→ Work to be completed
Take the records below and write them out again exactly.
━━━━━ Available data ━━━━━
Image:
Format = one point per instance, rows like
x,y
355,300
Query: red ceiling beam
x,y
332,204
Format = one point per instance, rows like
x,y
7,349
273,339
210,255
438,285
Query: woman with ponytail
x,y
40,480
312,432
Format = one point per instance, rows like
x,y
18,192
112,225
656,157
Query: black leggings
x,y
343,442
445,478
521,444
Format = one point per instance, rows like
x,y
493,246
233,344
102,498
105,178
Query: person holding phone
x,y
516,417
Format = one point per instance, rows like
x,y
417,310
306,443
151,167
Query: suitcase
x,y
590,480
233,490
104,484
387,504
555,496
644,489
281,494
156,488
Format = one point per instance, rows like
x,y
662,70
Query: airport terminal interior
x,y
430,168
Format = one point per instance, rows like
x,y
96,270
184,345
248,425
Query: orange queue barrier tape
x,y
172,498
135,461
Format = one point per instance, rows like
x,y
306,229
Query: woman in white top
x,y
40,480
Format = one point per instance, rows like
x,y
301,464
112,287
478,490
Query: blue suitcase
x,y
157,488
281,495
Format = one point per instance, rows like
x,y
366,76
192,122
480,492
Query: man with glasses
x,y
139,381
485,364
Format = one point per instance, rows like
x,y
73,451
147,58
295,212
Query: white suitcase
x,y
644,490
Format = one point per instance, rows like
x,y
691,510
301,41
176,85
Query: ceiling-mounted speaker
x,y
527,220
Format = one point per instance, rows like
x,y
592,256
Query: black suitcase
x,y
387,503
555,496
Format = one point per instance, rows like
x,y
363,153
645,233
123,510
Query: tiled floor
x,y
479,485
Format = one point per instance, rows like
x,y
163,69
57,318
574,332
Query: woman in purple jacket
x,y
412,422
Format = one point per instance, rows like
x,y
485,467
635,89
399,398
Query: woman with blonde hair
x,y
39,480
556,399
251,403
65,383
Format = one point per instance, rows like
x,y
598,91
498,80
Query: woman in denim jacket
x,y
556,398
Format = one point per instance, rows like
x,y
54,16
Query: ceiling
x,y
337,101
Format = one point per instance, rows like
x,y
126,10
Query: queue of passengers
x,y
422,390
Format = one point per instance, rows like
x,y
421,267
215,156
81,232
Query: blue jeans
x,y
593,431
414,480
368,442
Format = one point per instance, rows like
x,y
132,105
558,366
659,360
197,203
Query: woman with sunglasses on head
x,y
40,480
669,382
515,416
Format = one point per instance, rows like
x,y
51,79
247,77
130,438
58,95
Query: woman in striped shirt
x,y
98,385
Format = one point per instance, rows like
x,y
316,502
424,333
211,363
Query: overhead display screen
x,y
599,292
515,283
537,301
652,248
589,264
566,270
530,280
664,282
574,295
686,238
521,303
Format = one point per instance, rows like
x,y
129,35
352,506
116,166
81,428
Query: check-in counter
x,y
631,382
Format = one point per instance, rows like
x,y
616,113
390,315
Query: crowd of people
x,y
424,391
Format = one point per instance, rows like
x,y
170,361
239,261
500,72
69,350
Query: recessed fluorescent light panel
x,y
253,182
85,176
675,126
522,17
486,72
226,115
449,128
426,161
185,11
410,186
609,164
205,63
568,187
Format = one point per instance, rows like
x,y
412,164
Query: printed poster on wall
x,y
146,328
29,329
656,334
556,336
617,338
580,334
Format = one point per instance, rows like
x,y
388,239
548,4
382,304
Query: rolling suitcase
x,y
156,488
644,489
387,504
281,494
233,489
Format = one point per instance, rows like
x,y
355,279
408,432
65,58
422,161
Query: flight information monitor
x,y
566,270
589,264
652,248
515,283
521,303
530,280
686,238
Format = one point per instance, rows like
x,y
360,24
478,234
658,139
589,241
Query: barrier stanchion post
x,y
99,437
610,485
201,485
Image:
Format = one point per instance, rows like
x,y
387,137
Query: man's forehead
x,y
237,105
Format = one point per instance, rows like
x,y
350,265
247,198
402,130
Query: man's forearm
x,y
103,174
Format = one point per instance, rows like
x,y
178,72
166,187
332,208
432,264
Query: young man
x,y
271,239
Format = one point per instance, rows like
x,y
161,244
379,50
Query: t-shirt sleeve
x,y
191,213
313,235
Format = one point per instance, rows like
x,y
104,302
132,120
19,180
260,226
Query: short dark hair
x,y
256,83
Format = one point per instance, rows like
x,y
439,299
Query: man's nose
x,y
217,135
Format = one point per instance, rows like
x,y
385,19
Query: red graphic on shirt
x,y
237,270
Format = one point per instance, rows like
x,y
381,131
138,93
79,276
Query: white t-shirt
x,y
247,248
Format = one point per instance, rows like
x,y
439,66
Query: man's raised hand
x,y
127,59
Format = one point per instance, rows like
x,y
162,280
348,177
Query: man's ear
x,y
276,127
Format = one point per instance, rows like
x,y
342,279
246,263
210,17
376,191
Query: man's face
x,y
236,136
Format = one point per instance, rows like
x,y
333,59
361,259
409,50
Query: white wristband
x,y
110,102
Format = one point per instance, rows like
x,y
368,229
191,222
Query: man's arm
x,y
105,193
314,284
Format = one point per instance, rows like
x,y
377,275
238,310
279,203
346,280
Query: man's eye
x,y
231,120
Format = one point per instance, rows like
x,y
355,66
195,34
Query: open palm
━━━━━
→ Problem solution
Image:
Format = one point per instance, rows like
x,y
355,300
Query: red ceiling beam
x,y
332,204
Format = one point per instance, rows like
x,y
7,349
273,339
210,255
438,285
Query: woman with ponytail
x,y
40,480
312,432
Format = one point per instance, rows like
x,y
18,192
112,225
656,157
Query: black leggings
x,y
343,442
445,478
521,444
Format = one point per instance, rows like
x,y
493,246
233,344
102,498
105,178
Query: person holding phone
x,y
516,417
Format = one point per instance, rows like
x,y
417,310
306,443
151,167
Query: suitcase
x,y
590,480
233,490
104,484
387,504
555,496
644,489
281,494
156,488
Format = one point per instance, rows like
x,y
662,70
Query: airport terminal interior
x,y
430,168
Format = one point per instance, rows like
x,y
96,270
184,345
248,425
Query: orange queue barrier tape
x,y
172,498
135,461
Format = one point per instance, rows like
x,y
306,229
Query: woman in white top
x,y
40,480
Format = one point per instance, rows like
x,y
301,464
112,287
478,490
Query: blue suitcase
x,y
157,488
281,495
Format = one point per instance, rows like
x,y
366,76
192,122
480,492
Query: man with glasses
x,y
139,381
485,364
Format = one point per instance, rows like
x,y
73,451
147,58
295,212
Query: white suitcase
x,y
644,490
Format = one point per instance, rows like
x,y
691,510
301,41
176,85
Query: ceiling-mounted speaker
x,y
527,220
Format = one point per instance, rows like
x,y
592,256
Query: black suitcase
x,y
387,503
555,496
Format = one point per instance, rows like
x,y
363,153
645,233
123,510
Query: tiled floor
x,y
479,485
Format = one point per instance, rows like
x,y
163,69
57,318
574,332
Query: woman in purple jacket
x,y
412,422
Format = one point per instance, rows like
x,y
485,467
635,89
399,398
Query: woman with blonde hair
x,y
39,480
556,399
251,403
65,383
Format = one point per instance, rows like
x,y
598,91
498,80
Query: woman in denim jacket
x,y
556,398
Format = one point per instance, rows like
x,y
54,16
Query: ceiling
x,y
337,101
Format = one point per instance, rows like
x,y
126,10
Query: queue of passengers
x,y
422,390
Format = one point per instance, rows like
x,y
421,267
215,156
81,232
Query: blue jeans
x,y
593,431
414,480
368,442
Format = one point per instance, rows like
x,y
132,105
558,366
659,360
197,203
Query: woman with sunglasses on head
x,y
40,480
669,382
515,416
Format = one point per instance, rows like
x,y
51,79
247,77
130,438
58,95
Query: woman in striped shirt
x,y
98,385
Format = one point per instance, rows like
x,y
316,502
424,333
211,363
Query: overhead display screen
x,y
599,292
515,283
537,301
652,248
589,264
566,270
530,280
664,282
574,295
686,238
521,303
Format = one point per instance, rows like
x,y
129,35
352,506
116,166
81,428
Query: check-in counter
x,y
631,382
Format = one point per instance, rows like
x,y
616,113
390,315
Query: crowd of people
x,y
424,391
Format = one point per instance, rows like
x,y
170,361
239,261
500,72
69,350
Query: recessed fluorescent light panel
x,y
253,182
85,176
675,126
522,17
486,72
226,115
449,128
426,161
185,11
410,186
609,164
205,63
568,187
Format = one point per instance, rows like
x,y
412,164
Query: printed poster on wall
x,y
146,328
29,329
656,334
556,336
617,338
580,334
Format = one point per instance, rows like
x,y
388,239
548,4
382,304
Query: rolling suitcase
x,y
156,488
644,489
387,504
281,494
233,489
Format = one point per instance, rows like
x,y
355,279
408,432
65,58
422,161
Query: flight information monitor
x,y
566,270
589,264
652,248
515,283
521,303
530,280
686,238
Format = one point per instance, rows like
x,y
360,24
478,234
658,139
589,241
Query: barrier stanchion post
x,y
99,437
610,485
201,485
Image:
Format = one point per instance, rows like
x,y
387,137
Query: man's forehead
x,y
237,105
Format = one point per instance, rows like
x,y
350,265
247,198
402,130
Query: man's forearm
x,y
103,174
Format = one point per instance, rows like
x,y
178,72
166,187
332,208
432,264
Query: young man
x,y
271,239
Format = one point per instance, rows like
x,y
161,244
379,50
Query: t-shirt sleeve
x,y
191,213
313,235
Format = one point per instance, rows like
x,y
104,302
132,120
19,180
260,226
Query: short dark hair
x,y
256,83
Format = one point per instance, rows like
x,y
439,299
Query: man's nose
x,y
217,135
Format = one point per instance, rows like
x,y
385,19
Query: red graphic on shirt
x,y
237,270
Format = one point per instance, rows like
x,y
381,131
138,93
79,276
Query: white t-shirt
x,y
247,248
Format = one point per instance, rows like
x,y
439,66
Query: man's raised hand
x,y
127,59
Format = one point per instance, rows like
x,y
162,280
348,177
Query: man's ear
x,y
276,127
Format = one point per instance, rows like
x,y
342,279
246,263
210,17
376,191
Query: man's face
x,y
236,136
Format = one point per instance, rows like
x,y
333,59
361,259
409,50
Query: white wristband
x,y
110,102
Format = one point per instance, rows like
x,y
368,229
191,222
Query: man's arm
x,y
105,193
314,284
Format = one point per instance, rows like
x,y
377,275
238,310
279,203
346,280
Query: man's eye
x,y
231,120
Format = one point per instance, rows like
x,y
355,66
195,34
Query: open palm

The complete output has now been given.